● **Problem requirements**: Report each line of the entries below that includes "mouth".

● **Dataset excerpts**:
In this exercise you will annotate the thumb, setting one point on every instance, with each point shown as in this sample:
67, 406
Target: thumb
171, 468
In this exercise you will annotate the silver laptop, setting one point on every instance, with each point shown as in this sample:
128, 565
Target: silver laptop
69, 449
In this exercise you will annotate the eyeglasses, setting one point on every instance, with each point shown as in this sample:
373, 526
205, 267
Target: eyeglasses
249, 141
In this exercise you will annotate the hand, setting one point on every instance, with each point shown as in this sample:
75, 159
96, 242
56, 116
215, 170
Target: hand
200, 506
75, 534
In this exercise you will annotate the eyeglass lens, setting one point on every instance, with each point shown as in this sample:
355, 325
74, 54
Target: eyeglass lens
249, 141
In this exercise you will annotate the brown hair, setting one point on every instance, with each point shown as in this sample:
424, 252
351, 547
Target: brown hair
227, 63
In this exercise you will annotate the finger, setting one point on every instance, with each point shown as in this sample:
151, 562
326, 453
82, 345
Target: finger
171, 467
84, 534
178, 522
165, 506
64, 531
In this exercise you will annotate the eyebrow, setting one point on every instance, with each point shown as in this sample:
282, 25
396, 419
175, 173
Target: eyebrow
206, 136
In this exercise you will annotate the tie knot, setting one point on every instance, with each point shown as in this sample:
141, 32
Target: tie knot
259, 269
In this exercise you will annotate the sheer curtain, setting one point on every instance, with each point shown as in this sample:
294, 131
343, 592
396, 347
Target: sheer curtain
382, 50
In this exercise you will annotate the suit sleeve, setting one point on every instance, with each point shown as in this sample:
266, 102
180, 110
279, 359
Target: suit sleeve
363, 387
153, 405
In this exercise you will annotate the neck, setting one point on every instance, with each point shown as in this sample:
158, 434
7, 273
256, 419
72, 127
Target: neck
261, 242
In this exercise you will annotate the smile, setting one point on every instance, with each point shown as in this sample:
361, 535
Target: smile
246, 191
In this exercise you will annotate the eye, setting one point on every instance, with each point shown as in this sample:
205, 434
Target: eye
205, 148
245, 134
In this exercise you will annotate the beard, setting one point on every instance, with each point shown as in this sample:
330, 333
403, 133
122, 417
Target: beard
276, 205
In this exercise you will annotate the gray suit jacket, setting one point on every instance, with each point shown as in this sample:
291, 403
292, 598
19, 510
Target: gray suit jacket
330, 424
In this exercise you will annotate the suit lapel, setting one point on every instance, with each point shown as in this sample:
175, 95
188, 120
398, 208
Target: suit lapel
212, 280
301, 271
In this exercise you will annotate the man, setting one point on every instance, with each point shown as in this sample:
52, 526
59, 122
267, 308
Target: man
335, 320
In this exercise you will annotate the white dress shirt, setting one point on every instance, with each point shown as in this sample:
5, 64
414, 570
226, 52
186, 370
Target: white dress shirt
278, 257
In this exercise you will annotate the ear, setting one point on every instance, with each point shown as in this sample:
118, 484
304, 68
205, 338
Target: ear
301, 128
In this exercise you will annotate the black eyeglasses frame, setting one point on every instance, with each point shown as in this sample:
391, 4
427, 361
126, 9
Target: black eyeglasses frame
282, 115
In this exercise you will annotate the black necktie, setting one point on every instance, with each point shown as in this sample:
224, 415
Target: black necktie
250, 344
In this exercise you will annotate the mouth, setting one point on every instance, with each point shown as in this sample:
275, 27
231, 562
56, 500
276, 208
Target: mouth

● **Completed exercise**:
In this exercise you will annotate the mouth, setting one point on every instance, with each point shown as in this sample:
Target: mouth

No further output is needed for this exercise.